When you reach the records, transcribe all of them exactly.

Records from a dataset
▬▬▬▬▬▬
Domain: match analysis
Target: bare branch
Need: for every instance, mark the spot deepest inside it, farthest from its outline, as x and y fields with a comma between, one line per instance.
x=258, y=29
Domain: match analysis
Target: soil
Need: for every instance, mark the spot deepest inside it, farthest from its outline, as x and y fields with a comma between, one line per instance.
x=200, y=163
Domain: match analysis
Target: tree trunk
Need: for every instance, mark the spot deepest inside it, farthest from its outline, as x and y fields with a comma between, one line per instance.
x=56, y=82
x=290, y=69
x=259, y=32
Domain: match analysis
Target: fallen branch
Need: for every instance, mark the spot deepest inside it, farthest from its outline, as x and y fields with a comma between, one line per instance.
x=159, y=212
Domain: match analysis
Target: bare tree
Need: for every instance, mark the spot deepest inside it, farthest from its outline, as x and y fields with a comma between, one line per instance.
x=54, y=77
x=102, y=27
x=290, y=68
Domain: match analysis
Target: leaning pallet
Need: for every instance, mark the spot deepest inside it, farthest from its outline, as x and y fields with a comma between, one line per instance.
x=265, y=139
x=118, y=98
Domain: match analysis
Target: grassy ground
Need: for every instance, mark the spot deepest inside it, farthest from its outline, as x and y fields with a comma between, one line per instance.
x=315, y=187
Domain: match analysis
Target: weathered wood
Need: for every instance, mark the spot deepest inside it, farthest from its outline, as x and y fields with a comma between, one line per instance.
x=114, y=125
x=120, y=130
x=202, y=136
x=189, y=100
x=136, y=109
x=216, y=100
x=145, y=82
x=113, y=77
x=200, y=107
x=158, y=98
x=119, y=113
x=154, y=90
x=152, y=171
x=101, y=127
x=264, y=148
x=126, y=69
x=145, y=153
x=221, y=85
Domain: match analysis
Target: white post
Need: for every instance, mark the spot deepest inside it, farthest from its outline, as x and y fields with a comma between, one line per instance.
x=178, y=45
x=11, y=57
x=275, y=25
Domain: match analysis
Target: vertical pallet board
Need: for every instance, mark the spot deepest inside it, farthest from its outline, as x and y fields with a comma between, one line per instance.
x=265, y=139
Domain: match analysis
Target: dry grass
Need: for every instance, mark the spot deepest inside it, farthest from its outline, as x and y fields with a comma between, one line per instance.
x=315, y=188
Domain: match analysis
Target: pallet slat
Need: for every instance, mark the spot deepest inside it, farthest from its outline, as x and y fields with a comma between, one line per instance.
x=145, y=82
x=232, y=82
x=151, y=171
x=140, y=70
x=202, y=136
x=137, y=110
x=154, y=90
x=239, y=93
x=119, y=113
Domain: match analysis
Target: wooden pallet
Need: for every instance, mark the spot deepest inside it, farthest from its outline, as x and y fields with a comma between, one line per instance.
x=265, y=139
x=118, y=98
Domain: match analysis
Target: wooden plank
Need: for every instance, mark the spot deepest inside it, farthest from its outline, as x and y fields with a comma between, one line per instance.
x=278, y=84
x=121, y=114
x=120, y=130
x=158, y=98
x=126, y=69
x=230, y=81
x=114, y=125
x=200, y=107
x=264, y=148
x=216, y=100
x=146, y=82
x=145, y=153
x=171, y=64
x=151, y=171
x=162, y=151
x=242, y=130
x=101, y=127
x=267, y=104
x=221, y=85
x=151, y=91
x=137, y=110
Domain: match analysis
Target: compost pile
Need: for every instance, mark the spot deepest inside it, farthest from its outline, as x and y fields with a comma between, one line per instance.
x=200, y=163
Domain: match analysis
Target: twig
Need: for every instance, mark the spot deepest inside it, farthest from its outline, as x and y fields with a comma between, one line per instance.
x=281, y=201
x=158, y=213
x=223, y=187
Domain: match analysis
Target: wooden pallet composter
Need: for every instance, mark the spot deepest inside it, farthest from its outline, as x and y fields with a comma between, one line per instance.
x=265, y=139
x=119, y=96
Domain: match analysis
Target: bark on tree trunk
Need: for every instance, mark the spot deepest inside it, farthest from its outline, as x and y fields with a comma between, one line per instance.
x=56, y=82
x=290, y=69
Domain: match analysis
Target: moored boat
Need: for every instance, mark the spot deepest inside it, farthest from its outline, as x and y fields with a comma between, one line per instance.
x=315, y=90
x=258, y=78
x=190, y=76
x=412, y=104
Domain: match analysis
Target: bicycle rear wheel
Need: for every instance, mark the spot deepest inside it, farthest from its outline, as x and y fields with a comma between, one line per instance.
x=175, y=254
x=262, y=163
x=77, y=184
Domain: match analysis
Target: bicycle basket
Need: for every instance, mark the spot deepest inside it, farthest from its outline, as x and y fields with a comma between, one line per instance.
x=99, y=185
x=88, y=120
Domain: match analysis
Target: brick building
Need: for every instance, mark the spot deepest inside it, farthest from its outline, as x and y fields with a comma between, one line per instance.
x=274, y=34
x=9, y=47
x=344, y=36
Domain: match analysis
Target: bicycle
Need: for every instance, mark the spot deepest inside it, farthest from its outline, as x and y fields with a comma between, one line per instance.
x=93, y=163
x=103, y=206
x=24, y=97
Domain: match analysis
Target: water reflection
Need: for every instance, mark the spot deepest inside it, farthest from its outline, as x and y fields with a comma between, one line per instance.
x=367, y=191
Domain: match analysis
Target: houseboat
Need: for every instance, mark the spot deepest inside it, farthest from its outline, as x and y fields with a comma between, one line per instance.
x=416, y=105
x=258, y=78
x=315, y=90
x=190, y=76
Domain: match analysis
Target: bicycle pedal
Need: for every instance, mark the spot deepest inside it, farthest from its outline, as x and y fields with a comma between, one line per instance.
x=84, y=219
▬▬▬▬▬▬
TASK RESPONSE:
Domain: match analysis
Target: bare branch
Need: for every instance, mark the spot deepest inside it, farthest from its outline, as x and y fields with a comma between, one line per instance.
x=258, y=29
Domain: match analysis
Target: soil
Need: for every instance, mark the spot deepest inside it, farthest from its outline, as x and y fields with a comma between, one line per instance.
x=200, y=163
Domain: match analysis
Target: tree trunk
Need: for every instance, mark the spot deepest inside it, farthest from its outline, as x and y fields with a comma between, one line per instance.
x=56, y=82
x=290, y=69
x=259, y=32
Domain: match analysis
Target: fallen branch
Need: for every instance, mark the spot deepest inside it, farthest from its outline, as x and y fields with a comma between, one line per instance.
x=159, y=212
Domain: match analysis
Target: bare tree
Need: for every instance, mark the spot deepest inside it, farthest from its outline, as x and y fields with a comma between, one line per instance.
x=54, y=77
x=102, y=27
x=290, y=68
Domain: match analysis
Target: leaning pallet
Need: for every instance, mark the spot deepest inside it, farthest from its outline, as x and y fields with a comma between, one line per instance.
x=265, y=139
x=118, y=98
Domain: match analysis
Target: grassy ground
Need: for every instance, mark the spot deepest inside it, farthest from its outline, as x and y fields with a comma between, one line per instance.
x=315, y=187
Domain: match analysis
Target: weathered wood
Need: for every instance, mark the spot deepest inside it, farthest from its outline, as x and y fields with a comma between, one line per instance.
x=114, y=125
x=120, y=130
x=202, y=136
x=189, y=100
x=136, y=109
x=216, y=100
x=145, y=82
x=113, y=77
x=200, y=107
x=158, y=98
x=119, y=113
x=154, y=90
x=152, y=171
x=101, y=127
x=264, y=148
x=126, y=69
x=145, y=153
x=221, y=85
Domain: match analysis
Target: white post
Need: for every instance, mark the spot deepest inside it, farthest from its outline, as x and y fields with a comma between, one line per instance.
x=178, y=45
x=11, y=57
x=275, y=25
Domain: match analysis
Target: vertical pallet board
Need: for every instance, mark the spot deepest inside it, farthest from its outline, as x and y fields with a comma between, one line per instance.
x=265, y=139
Domain: match analysis
Target: dry grass
Need: for every instance, mark the spot deepest inside it, farthest from its outline, as x and y fields with a comma between, one line per instance.
x=315, y=188
Domain: match analysis
Target: pallet slat
Need: for every instance, mark the spot deepest inside it, farthest from its outline, as x and y fields with a comma between, one line per instance.
x=145, y=82
x=232, y=82
x=151, y=171
x=140, y=70
x=202, y=136
x=137, y=110
x=154, y=90
x=239, y=93
x=119, y=113
Domain: match analysis
Target: wooden pallet
Need: for every instance, mark the spot deepest inside it, farthest from its outline, as x and y fields with a comma between, one line per instance.
x=265, y=139
x=118, y=98
Domain: match analysis
Target: wooden plank
Need: for every instance, mark the spot deepest inside it, farthest from its outline, as x and y fields with a comma between, one line per instance.
x=278, y=84
x=121, y=114
x=120, y=130
x=158, y=98
x=126, y=69
x=230, y=81
x=114, y=125
x=200, y=107
x=264, y=148
x=216, y=100
x=146, y=82
x=145, y=153
x=171, y=64
x=151, y=171
x=162, y=151
x=242, y=130
x=101, y=127
x=267, y=104
x=221, y=85
x=151, y=91
x=137, y=110
Domain: match analysis
Target: compost pile
Need: for every instance, mark the spot deepest inside it, farthest from its outline, as x and y fields with a comma between, one line per instance.
x=200, y=163
Domain: match analysis
Target: twig
Need: for every instance, mark the spot deepest inside it, farthest from its outline, as x and y fields with a comma between, one line per instance.
x=281, y=201
x=158, y=213
x=223, y=187
Domain: match analysis
Target: wooden pallet composter
Need: for every instance, mark the spot deepest inside it, farthest from its outline, as x and y fields with a comma between, one line per instance.
x=265, y=139
x=119, y=96
Domain: match analysis
Target: bark on tree trunk
Need: for every instance, mark the spot deepest inside it, farthest from its outline, as x and y fields with a comma between, one line per instance.
x=56, y=82
x=290, y=69
Domain: match analysis
Target: moored boat
Need: for every instance, mark the spot deepest inside it, farthest from its outline, as x and y fields with a comma between, one line per instance.
x=315, y=90
x=258, y=78
x=190, y=76
x=412, y=104
Domain: match analysis
Target: bicycle rear wheel
Need: for every instance, mark the spot deepest inside it, farthest from its outline, as x and y fields with a comma between, one line per instance.
x=175, y=254
x=262, y=163
x=77, y=184
Domain: match analysis
Target: bicycle basket
Need: for every instance, mark the spot deepest inside it, farthest from its outline, as x and y fields with a comma between, one line per instance.
x=99, y=185
x=88, y=120
Domain: match analysis
Target: brick building
Need: for every instance, mark the spot deepest inside it, farthest from its outline, as x and y fields with a comma between, one line per instance.
x=274, y=34
x=9, y=47
x=344, y=36
Domain: match analysis
Target: bicycle
Need: for every instance, mark the spot deepest inside it, farthest from its outline, as x and y fields with a comma between, one line per instance.
x=93, y=163
x=103, y=206
x=24, y=97
Domain: match analysis
Target: water reflection
Need: for every instance, mark the spot deepest inside it, farthest from its outline, as x and y fields with a comma between, one line per instance.
x=367, y=191
Domain: match analysis
Target: houseboat
Need: for every instance, mark the spot deepest inside it, farthest from its outline, as x and y fields with a comma between, one line per instance.
x=416, y=105
x=258, y=78
x=315, y=90
x=190, y=76
Domain: match analysis
Target: bicycle pedal
Need: for every instance, mark the spot deepest inside it, farthest from its outline, as x and y fields with a comma between, one line per instance.
x=84, y=219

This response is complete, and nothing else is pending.